PASSAGE TO READ:

Dr. Peng, who is both an M.D. and a Ph.D., works with the neurophysiological aspect of mapping the pathways associated with pain.
“The TENS unit (transcutaneous electro-nerve stimulators) is one relatively well-known medical device that operates under the principle of blocking pain through neurophysiological channels,” Gatchel said, explaining that it works by stimulating the large fiber nerves so that they block the small fiber nerves associated with the transmission of pain signals.
A promising research area involves motor cortex stimulation, which has been shown to reduce pain such as from a nerve injury following a stroke. Spinal cord stimulators can be embedded, much like a pacemaker, with a wire connected to electrodes to block pain messages.
“The spinal cord acts as a gate,” Peng said. “When it is open, the pain signal can go from the body to brain.”
A one-size-fits-all solution to pain management remains elusive. Effective treatment appears to lie in tailoring the components to the individual.
With some patients, Gatchel must search for clues, like bracing or carefully executed movements, to evaluate the pain. Other patients have very limited coping skills, but cognitive behavior techniques can be used to increase them. And just as stress can accelerate pain, chronic pain can come with a wagonload of other problems—financial, career, family and lifestyle changes—mandating a biopsychosocial approach that addresses the needs of the total patient.
The approach focuses on physical as well as mental health disorders, the result of a dynamic interaction among physiological, psychological and social factors that perpetuates and may even worsen the clinical presentation. This biopsychosocial model is proving more effective than traditional medicine because many diseases, including hypertension, diabetes and asthma (and chronic pain), have no known cure. Biopsychosocial research is developing the best management approaches for such disorders.
Gatchel said patients must take an active role in their own treatment, and that means understanding their condition. And doctors don’t always have the answers.

YOUR GOAL:
Print the passage on pain treatment word for word, in full.

ENTRIES SUPPLIED:
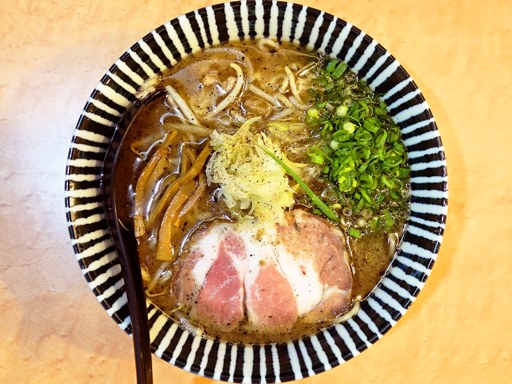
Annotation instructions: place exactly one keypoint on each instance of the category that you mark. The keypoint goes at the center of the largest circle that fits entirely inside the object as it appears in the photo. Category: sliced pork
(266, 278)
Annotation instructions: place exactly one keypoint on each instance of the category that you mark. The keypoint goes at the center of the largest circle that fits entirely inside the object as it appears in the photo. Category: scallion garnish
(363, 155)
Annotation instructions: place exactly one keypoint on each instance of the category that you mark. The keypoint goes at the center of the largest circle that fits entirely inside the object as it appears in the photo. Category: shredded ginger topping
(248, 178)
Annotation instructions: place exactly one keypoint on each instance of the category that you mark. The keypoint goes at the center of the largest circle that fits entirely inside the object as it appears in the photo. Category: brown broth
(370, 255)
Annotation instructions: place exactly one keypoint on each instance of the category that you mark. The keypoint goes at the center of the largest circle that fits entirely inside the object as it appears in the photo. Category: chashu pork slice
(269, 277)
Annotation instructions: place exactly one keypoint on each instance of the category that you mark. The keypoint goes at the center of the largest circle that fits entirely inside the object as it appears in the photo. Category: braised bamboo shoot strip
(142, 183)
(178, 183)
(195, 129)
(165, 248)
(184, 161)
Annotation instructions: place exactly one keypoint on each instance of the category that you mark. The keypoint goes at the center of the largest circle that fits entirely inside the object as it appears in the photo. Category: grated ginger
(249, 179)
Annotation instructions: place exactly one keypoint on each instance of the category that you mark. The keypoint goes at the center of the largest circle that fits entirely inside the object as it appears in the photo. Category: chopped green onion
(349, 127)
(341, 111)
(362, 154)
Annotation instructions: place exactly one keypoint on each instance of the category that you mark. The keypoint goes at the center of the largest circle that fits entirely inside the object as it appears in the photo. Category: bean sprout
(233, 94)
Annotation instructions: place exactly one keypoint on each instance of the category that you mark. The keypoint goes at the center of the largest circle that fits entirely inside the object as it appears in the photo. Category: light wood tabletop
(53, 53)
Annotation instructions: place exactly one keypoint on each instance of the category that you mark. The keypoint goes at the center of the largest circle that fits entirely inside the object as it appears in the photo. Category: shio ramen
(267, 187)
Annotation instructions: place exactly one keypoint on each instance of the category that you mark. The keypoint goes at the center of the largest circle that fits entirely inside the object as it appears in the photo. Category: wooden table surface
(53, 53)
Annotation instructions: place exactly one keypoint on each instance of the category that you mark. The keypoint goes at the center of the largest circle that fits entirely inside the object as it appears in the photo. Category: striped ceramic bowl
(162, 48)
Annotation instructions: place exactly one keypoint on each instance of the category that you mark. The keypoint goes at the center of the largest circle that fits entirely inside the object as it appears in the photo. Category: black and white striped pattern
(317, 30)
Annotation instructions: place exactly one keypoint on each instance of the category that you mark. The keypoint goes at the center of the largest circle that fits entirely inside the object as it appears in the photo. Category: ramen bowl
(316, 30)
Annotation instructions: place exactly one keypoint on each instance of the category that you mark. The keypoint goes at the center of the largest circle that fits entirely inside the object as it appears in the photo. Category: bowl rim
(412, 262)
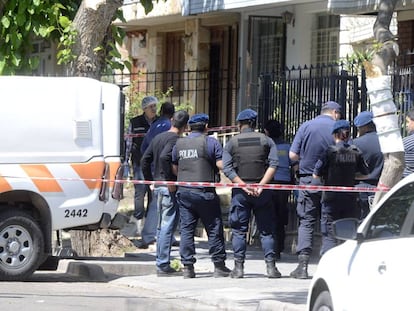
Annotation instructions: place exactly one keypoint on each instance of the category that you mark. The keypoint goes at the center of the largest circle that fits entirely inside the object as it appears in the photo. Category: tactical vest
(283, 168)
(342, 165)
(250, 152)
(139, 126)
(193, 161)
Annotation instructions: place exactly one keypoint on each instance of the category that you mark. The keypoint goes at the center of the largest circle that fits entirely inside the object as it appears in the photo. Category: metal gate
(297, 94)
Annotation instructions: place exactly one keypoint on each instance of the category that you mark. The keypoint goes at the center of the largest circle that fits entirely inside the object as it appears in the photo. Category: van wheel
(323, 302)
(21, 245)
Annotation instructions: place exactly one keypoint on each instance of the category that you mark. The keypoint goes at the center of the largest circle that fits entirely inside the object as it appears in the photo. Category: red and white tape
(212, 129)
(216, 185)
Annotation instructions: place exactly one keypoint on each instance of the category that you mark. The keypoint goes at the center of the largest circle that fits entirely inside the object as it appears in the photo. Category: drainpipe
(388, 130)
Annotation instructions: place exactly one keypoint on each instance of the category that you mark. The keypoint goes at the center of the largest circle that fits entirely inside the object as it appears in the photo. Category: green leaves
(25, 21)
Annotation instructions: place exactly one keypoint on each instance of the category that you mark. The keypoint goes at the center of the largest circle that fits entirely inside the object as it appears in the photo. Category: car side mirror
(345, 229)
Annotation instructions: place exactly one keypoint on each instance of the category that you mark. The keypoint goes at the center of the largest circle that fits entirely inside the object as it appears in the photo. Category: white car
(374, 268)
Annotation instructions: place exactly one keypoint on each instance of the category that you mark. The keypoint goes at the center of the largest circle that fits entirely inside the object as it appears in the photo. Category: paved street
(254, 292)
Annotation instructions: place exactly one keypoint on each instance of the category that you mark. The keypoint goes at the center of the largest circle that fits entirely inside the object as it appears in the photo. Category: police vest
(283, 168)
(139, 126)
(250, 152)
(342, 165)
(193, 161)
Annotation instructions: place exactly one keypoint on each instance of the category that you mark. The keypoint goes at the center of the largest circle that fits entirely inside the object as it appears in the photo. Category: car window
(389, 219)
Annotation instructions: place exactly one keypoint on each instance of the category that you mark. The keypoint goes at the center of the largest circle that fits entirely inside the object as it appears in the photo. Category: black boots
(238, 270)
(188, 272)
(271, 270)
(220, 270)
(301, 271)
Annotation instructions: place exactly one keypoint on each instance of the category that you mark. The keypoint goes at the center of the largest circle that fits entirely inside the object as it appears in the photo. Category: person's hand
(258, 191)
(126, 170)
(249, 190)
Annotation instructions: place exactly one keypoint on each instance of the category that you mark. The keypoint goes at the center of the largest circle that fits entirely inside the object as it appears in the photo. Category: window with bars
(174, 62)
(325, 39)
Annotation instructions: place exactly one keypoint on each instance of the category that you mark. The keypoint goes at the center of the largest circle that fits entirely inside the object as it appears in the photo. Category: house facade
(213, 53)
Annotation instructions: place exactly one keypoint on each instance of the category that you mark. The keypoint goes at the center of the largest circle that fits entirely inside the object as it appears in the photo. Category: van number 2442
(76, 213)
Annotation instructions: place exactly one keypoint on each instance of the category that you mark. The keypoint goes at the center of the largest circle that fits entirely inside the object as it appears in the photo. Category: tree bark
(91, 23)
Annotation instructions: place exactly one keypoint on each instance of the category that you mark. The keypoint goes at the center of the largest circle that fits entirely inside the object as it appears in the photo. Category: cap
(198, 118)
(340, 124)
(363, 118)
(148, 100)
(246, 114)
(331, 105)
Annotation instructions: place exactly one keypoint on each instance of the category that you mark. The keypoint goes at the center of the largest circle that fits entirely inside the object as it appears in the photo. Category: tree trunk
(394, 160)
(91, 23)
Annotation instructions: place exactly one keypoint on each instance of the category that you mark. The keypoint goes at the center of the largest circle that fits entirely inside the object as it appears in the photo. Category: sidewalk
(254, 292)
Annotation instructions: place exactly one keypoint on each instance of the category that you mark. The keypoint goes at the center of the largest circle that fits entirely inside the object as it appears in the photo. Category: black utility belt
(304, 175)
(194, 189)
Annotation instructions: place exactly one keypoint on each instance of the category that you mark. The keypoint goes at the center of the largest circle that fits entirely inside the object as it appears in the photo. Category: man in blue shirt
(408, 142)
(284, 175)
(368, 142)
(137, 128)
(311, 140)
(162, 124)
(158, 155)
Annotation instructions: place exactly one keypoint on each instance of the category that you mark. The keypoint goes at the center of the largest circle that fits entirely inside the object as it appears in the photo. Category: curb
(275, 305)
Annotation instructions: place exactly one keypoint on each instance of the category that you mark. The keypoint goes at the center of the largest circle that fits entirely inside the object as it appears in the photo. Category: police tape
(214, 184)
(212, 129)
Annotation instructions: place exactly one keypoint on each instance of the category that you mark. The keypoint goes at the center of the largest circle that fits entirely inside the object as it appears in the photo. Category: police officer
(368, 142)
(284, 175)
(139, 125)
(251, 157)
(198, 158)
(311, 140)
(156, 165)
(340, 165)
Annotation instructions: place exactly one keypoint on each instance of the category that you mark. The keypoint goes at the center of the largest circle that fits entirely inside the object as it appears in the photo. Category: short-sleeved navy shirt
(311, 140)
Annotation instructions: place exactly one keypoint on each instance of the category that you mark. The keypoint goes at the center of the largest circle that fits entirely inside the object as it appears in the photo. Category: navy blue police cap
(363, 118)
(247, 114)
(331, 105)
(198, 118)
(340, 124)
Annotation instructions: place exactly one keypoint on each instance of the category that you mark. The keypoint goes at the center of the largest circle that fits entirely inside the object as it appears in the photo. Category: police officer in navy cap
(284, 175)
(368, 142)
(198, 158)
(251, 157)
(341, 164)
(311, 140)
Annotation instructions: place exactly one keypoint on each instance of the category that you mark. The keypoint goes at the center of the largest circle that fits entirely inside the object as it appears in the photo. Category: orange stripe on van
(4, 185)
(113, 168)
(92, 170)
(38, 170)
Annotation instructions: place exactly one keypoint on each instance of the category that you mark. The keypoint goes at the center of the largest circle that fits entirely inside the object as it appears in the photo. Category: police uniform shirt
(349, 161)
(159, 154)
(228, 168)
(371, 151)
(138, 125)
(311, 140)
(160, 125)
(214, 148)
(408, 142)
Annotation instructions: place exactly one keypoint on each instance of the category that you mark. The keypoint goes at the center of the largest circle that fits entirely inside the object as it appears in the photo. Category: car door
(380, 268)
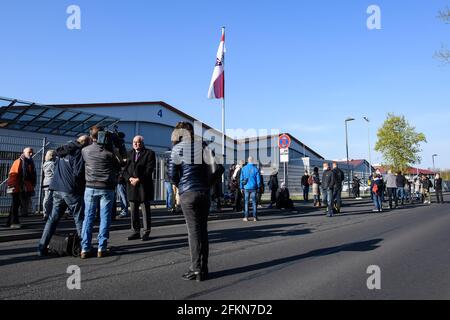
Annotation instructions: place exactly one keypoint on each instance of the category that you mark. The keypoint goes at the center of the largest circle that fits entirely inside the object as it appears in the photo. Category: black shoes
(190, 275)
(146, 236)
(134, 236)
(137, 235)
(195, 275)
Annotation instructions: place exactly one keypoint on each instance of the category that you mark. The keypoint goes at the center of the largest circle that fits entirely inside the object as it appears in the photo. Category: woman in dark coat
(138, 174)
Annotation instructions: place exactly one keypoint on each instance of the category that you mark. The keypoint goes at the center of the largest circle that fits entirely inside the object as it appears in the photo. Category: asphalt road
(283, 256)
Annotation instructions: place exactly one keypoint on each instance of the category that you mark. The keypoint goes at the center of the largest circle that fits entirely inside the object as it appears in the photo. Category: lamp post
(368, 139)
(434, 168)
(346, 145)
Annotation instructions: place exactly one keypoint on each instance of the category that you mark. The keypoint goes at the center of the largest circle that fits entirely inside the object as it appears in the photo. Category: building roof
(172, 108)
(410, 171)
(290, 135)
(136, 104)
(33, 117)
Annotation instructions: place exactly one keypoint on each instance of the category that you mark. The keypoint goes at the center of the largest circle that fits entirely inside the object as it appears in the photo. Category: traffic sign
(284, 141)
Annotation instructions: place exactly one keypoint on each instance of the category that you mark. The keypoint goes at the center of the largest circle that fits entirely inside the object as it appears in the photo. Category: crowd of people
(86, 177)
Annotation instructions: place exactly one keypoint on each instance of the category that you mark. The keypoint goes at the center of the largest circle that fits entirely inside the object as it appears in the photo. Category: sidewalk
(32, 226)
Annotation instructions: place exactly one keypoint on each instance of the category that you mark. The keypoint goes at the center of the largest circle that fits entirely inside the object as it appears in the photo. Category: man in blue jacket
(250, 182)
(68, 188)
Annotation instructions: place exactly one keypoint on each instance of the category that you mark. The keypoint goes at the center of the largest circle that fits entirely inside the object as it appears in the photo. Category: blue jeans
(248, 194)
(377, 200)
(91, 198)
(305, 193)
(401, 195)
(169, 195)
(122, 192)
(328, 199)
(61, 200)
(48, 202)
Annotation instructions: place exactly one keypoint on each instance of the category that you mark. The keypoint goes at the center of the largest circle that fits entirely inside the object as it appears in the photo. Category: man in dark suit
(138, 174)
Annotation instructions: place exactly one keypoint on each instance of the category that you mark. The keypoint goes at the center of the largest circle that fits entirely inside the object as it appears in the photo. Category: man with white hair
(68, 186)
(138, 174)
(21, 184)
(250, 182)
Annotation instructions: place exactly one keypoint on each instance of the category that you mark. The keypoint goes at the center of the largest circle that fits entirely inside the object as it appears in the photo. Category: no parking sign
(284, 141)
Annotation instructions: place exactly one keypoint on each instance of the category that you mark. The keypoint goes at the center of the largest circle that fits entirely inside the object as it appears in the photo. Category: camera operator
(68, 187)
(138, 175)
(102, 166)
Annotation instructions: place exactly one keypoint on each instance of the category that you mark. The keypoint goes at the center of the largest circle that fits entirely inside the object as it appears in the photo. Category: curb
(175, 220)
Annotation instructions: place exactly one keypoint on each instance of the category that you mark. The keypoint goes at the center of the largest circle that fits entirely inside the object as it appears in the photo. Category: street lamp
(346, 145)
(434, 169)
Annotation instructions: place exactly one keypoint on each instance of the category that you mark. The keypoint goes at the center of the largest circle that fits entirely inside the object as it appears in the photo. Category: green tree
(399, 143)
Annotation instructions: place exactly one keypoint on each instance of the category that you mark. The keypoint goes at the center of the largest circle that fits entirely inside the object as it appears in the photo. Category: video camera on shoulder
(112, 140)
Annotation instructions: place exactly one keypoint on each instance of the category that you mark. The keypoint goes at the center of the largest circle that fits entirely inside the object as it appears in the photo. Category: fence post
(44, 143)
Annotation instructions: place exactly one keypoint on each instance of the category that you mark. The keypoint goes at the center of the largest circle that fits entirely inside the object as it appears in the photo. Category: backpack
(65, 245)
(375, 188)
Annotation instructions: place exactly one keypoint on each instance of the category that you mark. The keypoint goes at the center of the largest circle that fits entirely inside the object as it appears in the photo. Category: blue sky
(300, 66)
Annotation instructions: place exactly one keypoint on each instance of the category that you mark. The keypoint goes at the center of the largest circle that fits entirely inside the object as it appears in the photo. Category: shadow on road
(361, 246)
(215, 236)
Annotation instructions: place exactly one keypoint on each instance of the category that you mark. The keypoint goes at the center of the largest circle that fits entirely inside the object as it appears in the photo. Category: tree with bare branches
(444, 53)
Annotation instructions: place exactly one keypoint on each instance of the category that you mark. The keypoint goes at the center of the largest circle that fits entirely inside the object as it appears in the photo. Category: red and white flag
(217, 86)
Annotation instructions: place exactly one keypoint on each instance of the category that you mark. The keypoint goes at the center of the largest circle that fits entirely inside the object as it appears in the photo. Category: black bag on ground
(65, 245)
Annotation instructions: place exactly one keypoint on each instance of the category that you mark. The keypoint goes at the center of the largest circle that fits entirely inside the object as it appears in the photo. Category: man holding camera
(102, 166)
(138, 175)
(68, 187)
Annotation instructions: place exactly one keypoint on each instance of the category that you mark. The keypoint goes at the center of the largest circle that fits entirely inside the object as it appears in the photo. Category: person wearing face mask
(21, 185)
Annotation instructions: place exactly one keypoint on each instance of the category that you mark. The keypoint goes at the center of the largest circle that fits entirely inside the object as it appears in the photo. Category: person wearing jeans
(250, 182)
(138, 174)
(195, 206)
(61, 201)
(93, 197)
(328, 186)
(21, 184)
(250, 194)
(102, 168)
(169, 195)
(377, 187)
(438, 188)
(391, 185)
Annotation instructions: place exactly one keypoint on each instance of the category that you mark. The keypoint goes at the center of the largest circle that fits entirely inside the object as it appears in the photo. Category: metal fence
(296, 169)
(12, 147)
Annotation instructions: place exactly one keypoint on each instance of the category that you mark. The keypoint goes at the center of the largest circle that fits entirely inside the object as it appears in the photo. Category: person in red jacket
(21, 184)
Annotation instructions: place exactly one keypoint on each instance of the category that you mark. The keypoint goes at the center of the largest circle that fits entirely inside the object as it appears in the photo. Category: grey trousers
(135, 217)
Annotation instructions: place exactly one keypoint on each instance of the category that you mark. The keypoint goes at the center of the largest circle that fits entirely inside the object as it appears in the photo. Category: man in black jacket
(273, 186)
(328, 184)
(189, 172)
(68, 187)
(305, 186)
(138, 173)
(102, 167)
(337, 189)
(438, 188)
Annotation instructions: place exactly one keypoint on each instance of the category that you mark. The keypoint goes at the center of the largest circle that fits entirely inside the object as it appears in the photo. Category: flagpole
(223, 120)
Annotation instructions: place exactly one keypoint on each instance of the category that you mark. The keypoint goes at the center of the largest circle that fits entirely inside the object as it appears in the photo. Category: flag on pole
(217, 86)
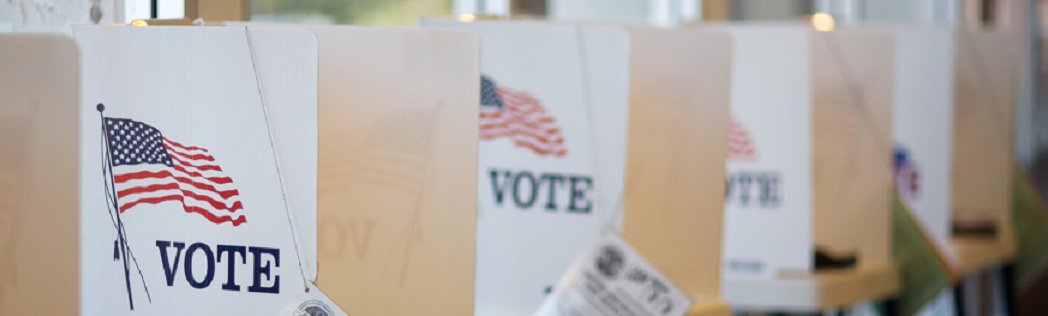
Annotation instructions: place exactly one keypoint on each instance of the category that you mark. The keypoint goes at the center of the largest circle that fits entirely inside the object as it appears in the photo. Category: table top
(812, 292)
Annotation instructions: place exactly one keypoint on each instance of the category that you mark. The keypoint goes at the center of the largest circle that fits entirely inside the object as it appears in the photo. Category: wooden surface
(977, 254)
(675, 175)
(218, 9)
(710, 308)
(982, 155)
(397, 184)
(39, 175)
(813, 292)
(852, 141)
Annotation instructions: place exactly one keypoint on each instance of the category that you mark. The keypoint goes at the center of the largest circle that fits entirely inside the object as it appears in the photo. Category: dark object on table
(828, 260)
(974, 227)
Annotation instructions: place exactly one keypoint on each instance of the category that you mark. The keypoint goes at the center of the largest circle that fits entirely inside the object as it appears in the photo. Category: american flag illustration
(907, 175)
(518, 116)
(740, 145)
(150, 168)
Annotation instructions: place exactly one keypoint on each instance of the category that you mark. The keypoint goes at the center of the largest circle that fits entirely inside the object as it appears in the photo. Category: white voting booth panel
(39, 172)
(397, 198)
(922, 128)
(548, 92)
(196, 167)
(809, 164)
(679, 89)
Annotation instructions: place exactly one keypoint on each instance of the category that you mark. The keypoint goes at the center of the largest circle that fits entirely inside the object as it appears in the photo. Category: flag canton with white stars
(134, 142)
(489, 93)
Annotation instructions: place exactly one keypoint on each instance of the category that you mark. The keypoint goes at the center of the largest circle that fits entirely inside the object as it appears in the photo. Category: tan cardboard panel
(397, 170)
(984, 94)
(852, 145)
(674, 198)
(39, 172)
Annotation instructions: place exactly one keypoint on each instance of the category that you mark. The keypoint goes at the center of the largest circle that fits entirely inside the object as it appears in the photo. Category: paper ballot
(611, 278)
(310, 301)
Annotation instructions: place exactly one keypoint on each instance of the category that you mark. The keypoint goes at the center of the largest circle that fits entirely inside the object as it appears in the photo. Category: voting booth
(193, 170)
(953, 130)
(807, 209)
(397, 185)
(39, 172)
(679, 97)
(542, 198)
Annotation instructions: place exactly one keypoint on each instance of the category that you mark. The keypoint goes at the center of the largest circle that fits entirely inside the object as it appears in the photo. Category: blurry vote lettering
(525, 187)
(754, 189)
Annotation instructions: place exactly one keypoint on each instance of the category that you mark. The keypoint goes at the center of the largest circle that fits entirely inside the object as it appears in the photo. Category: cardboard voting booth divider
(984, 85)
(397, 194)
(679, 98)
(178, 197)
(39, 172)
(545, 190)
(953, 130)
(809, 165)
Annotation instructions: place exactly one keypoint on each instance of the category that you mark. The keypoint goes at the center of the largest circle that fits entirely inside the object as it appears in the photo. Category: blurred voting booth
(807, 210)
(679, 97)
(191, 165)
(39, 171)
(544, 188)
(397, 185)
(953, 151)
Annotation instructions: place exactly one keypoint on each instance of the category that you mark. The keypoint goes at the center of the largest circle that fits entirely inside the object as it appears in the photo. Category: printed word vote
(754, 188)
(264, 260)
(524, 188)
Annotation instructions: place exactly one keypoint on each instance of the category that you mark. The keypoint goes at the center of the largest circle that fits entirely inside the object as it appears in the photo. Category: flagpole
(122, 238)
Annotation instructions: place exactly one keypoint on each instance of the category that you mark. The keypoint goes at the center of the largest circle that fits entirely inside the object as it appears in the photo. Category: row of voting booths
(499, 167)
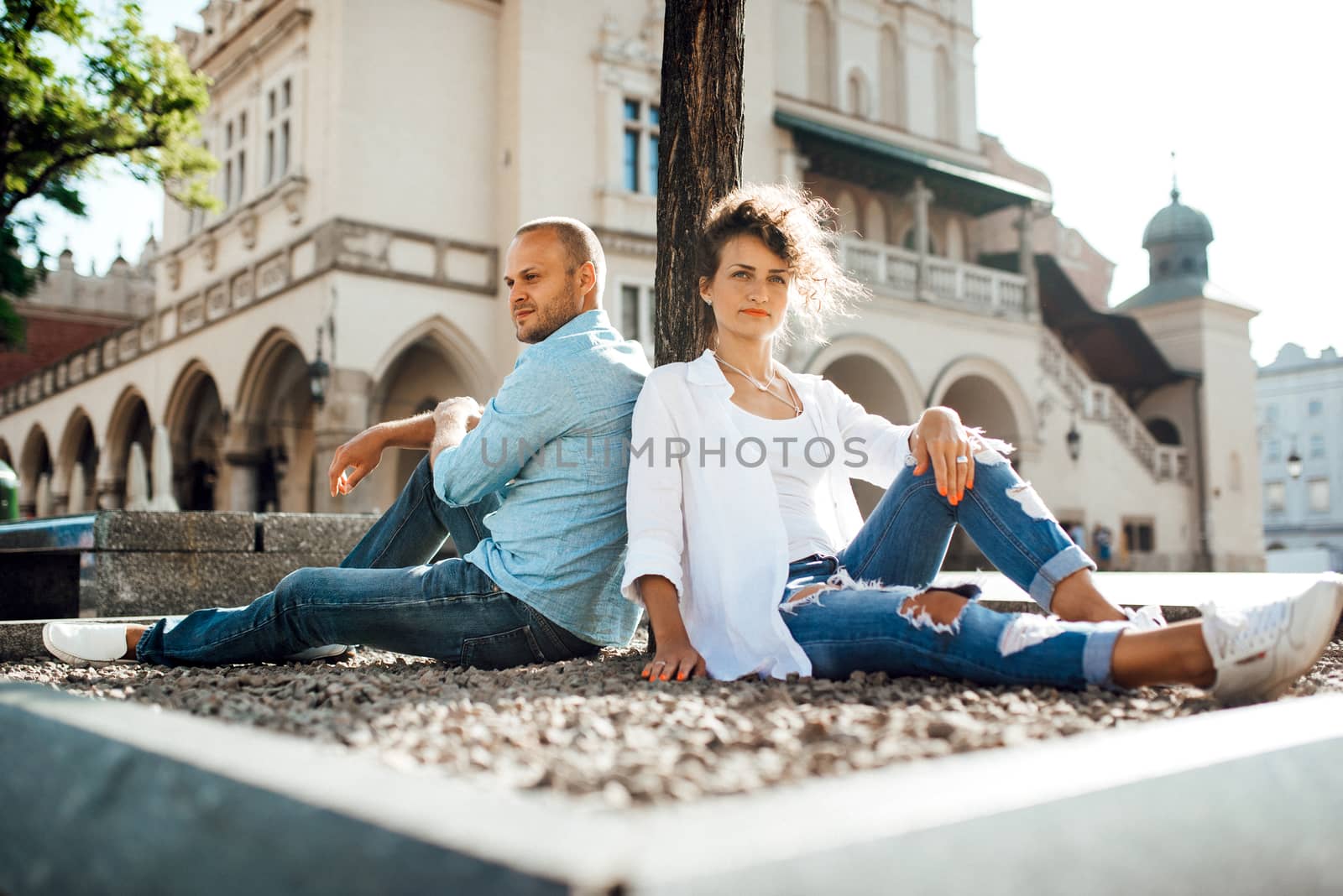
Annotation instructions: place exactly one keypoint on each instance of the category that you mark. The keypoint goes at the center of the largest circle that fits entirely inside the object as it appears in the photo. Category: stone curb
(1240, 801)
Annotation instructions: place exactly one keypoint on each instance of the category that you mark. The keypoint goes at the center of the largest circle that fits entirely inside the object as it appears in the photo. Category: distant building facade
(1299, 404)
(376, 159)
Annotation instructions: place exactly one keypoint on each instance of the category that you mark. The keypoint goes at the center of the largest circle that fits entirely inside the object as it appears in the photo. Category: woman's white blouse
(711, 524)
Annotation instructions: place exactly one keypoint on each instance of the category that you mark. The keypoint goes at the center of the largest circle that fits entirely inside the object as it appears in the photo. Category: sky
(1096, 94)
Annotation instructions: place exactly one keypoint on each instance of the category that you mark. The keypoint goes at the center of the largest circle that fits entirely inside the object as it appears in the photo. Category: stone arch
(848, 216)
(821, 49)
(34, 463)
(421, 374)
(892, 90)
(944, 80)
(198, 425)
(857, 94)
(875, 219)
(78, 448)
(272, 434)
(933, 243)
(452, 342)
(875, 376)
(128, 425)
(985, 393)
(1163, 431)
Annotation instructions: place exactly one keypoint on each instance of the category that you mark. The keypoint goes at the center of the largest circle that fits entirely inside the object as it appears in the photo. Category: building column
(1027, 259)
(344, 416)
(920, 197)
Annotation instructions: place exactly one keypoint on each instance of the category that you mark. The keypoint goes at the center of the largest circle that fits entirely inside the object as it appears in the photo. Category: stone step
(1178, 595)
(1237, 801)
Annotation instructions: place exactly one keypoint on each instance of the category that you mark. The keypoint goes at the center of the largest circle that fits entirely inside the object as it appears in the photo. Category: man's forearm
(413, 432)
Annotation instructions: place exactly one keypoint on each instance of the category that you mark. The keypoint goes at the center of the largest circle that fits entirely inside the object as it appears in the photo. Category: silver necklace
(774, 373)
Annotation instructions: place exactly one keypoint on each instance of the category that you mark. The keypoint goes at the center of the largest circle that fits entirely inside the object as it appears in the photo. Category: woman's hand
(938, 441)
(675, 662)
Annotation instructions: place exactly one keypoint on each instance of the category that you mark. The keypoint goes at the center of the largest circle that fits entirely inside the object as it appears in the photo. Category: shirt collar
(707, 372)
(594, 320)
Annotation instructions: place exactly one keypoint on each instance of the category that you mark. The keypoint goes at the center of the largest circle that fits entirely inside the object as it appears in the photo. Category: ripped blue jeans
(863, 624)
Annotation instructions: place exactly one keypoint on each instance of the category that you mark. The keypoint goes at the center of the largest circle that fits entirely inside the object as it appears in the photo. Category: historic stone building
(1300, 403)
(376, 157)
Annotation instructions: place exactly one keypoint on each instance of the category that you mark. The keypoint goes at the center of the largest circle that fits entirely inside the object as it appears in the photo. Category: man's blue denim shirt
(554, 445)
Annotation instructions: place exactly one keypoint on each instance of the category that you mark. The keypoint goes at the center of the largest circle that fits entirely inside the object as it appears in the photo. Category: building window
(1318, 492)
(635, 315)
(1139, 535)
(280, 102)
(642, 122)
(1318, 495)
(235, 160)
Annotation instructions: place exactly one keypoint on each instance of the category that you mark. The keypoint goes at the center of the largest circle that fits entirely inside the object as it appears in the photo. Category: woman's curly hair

COMPLETED TASK:
Dr. Peng, who is both an M.D. and a Ph.D., works with the neurophysiological aspect of mapping the pathways associated with pain.
“The TENS unit (transcutaneous electro-nerve stimulators) is one relatively well-known medical device that operates under the principle of blocking pain through neurophysiological channels,” Gatchel said, explaining that it works by stimulating the large fiber nerves so that they block the small fiber nerves associated with the transmission of pain signals.
A promising research area involves motor cortex stimulation, which has been shown to reduce pain such as from a nerve injury following a stroke. Spinal cord stimulators can be embedded, much like a pacemaker, with a wire connected to electrodes to block pain messages.
“The spinal cord acts as a gate,” Peng said. “When it is open, the pain signal can go from the body to brain.”
A one-size-fits-all solution to pain management remains elusive. Effective treatment appears to lie in tailoring the components to the individual.
With some patients, Gatchel must search for clues, like bracing or carefully executed movements, to evaluate the pain. Other patients have very limited coping skills, but cognitive behavior techniques can be used to increase them. And just as stress can accelerate pain, chronic pain can come with a wagonload of other problems—financial, career, family and lifestyle changes—mandating a biopsychosocial approach that addresses the needs of the total patient.
The approach focuses on physical as well as mental health disorders, the result of a dynamic interaction among physiological, psychological and social factors that perpetuates and may even worsen the clinical presentation. This biopsychosocial model is proving more effective than traditional medicine because many diseases, including hypertension, diabetes and asthma (and chronic pain), have no known cure. Biopsychosocial research is developing the best management approaches for such disorders.
Gatchel said patients must take an active role in their own treatment, and that means understanding their condition. And doctors don’t always have the answers.